[YOUR INSTRUCTIONS]: Convert the lines below, starting at the line that contains "Drop a point on every instance of the white egg, written" and ending at the line that contains "Query: dark green foliage", into a Markdown table with the columns Row and Line. Give each line its own numbered row and leave out any blank lines.

start

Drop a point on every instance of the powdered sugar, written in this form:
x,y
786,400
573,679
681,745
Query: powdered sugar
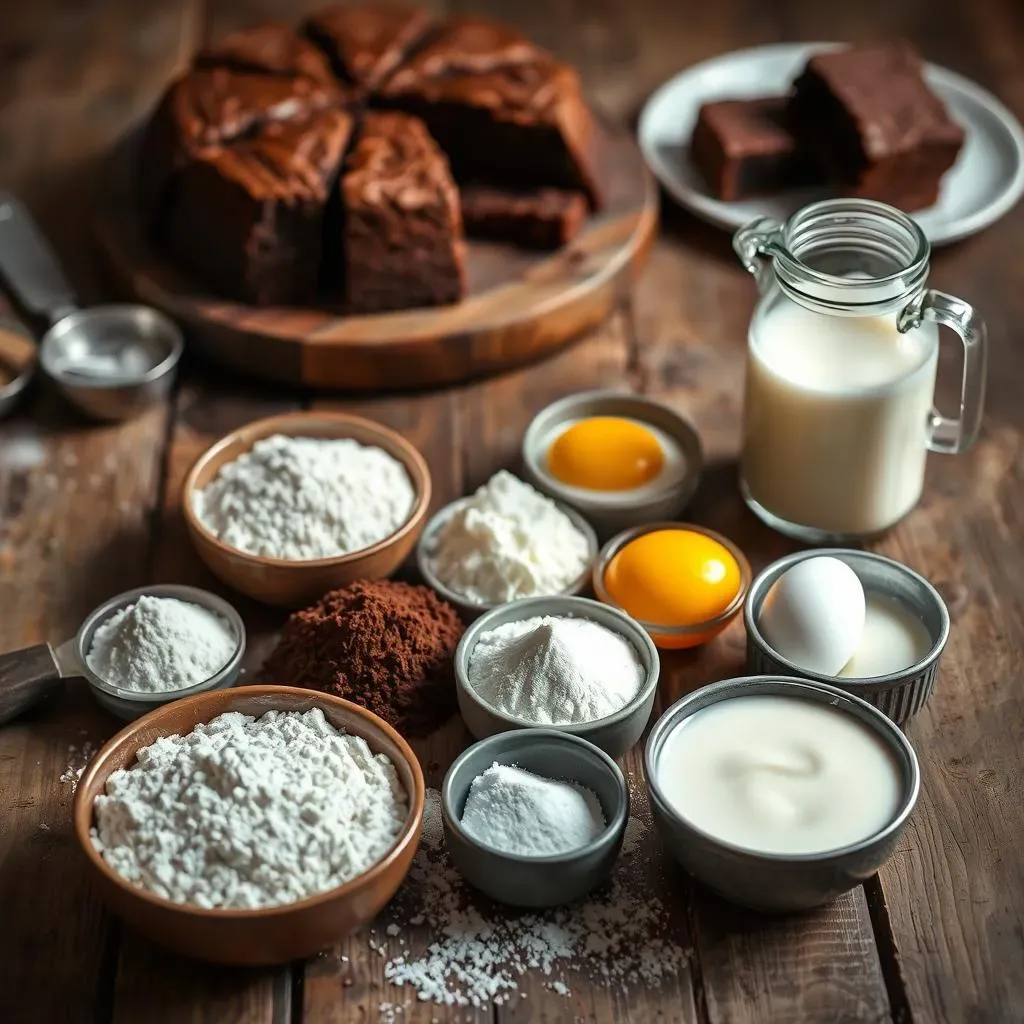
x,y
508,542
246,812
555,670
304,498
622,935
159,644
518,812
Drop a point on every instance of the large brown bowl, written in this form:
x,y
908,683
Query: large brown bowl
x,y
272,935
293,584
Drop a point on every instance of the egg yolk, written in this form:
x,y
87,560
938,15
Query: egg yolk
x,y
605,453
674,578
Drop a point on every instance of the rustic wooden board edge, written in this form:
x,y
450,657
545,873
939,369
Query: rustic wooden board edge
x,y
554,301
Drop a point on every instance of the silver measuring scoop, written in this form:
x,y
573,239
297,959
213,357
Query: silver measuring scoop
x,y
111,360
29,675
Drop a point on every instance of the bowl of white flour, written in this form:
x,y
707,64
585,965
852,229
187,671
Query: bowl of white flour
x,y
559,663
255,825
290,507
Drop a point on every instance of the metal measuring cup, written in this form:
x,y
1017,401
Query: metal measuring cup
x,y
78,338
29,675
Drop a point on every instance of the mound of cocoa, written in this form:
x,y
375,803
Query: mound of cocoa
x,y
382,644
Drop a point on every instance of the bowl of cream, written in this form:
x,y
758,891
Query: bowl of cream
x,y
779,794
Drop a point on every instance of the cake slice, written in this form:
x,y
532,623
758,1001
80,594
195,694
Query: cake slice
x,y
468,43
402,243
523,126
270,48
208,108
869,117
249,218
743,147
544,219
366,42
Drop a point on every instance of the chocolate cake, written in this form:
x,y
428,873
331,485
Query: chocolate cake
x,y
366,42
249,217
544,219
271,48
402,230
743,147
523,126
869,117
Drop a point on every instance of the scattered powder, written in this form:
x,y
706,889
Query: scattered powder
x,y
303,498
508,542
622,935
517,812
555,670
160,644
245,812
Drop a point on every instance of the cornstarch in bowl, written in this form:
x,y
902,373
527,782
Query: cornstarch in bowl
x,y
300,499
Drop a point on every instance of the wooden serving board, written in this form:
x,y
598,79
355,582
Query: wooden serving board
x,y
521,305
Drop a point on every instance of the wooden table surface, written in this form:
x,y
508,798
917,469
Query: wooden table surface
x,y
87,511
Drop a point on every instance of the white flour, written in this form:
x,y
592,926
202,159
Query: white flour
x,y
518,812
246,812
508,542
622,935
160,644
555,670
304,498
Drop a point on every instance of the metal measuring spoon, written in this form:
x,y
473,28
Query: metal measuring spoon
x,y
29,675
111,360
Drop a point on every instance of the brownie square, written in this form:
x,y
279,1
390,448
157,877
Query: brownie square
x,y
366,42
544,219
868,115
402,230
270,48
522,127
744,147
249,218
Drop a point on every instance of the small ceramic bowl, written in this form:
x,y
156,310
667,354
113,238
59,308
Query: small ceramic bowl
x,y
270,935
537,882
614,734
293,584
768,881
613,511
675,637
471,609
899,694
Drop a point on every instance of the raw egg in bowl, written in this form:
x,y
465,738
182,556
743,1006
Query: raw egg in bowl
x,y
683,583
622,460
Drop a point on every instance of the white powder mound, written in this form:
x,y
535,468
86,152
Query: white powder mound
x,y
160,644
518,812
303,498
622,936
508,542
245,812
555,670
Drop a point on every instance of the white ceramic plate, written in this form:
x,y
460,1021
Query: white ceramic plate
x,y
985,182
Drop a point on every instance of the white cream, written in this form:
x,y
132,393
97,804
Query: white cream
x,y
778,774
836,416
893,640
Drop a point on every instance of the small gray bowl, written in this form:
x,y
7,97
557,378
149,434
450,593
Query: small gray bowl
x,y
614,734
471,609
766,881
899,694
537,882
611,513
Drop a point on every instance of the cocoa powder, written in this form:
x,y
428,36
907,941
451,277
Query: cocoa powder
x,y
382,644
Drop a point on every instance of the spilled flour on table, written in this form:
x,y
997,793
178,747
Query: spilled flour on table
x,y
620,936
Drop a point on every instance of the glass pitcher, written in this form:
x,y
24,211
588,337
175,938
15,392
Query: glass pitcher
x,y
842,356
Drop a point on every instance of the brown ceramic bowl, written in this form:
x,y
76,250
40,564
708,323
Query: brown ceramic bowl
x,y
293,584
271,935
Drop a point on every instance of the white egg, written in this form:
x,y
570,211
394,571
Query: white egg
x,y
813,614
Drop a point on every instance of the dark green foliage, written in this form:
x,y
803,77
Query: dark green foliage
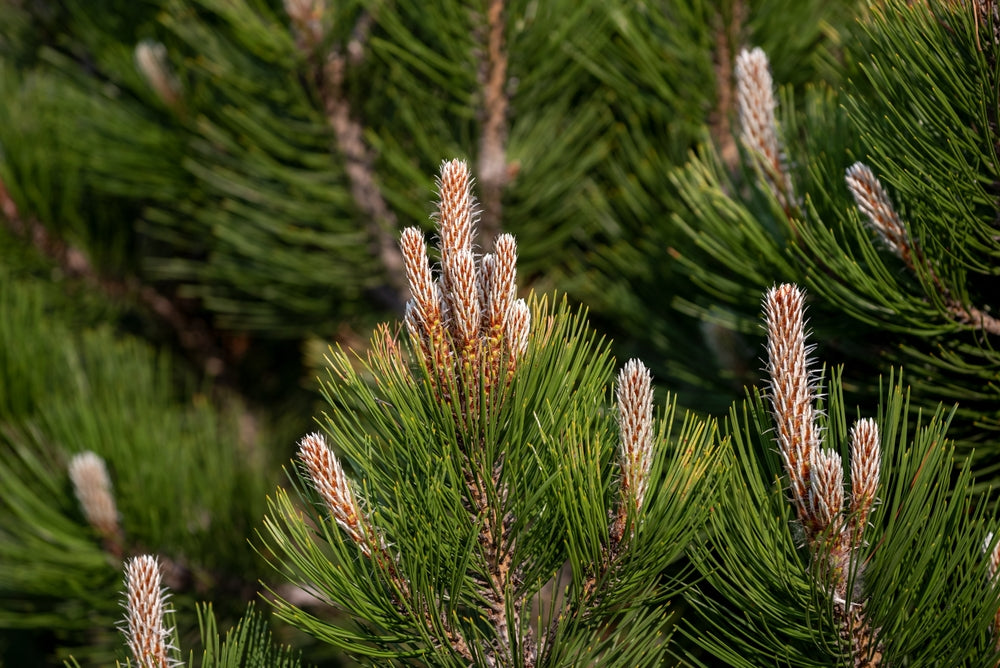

end
start

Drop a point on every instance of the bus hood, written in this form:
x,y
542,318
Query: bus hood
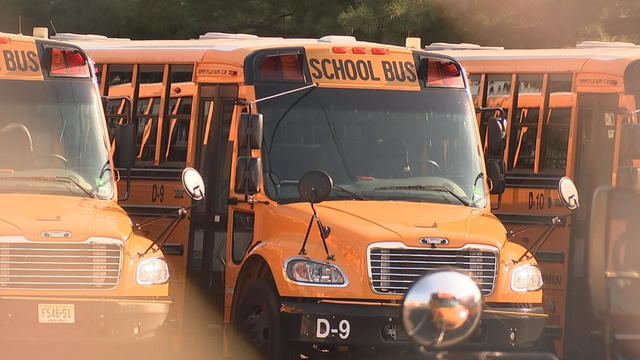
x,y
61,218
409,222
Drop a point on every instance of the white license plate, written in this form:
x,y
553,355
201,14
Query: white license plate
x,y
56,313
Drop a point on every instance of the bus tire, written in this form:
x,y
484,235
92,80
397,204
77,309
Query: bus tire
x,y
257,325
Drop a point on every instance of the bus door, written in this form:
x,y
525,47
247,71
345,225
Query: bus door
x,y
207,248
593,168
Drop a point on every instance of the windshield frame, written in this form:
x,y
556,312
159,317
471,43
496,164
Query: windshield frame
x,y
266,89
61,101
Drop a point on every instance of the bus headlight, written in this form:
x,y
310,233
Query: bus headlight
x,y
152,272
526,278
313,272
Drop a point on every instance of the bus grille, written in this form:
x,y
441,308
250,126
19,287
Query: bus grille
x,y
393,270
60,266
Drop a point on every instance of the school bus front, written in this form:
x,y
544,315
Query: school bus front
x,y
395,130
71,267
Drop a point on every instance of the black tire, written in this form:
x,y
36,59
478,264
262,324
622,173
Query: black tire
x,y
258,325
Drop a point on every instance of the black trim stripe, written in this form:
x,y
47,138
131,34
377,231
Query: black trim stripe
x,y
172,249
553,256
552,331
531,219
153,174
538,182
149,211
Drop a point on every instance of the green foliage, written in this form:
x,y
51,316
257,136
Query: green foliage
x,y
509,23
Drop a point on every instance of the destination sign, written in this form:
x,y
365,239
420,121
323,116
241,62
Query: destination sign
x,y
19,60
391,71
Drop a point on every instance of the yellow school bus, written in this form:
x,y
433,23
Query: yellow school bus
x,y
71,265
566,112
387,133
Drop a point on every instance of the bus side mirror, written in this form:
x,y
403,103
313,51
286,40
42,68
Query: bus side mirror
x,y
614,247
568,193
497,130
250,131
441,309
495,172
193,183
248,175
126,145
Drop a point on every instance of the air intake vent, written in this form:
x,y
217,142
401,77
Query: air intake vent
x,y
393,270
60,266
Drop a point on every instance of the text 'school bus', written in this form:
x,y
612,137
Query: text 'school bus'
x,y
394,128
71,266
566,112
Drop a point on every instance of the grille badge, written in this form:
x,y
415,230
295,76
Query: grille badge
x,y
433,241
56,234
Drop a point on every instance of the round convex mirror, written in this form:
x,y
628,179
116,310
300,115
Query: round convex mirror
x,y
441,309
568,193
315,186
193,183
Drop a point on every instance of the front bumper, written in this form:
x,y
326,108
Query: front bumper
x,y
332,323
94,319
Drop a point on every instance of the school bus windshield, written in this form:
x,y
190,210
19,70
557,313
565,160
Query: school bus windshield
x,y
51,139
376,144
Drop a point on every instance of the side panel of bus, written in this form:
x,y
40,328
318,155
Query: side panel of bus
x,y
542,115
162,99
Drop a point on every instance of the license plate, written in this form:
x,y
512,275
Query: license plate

end

[THE RESULT]:
| Row | Line |
|---|---|
| 1 | Drop a point on every instance of the white egg, written in this form: |
| 2 | x,y |
| 3 | 570,211 |
| 4 | 394,571 |
| 5 | Query: white egg |
| 6 | x,y |
| 7 | 813,614 |
| 8 | Drop a point on every instance of the dark green foliage, written in this form: |
| 9 | x,y |
| 10 | 803,77 |
| 11 | Query: dark green foliage |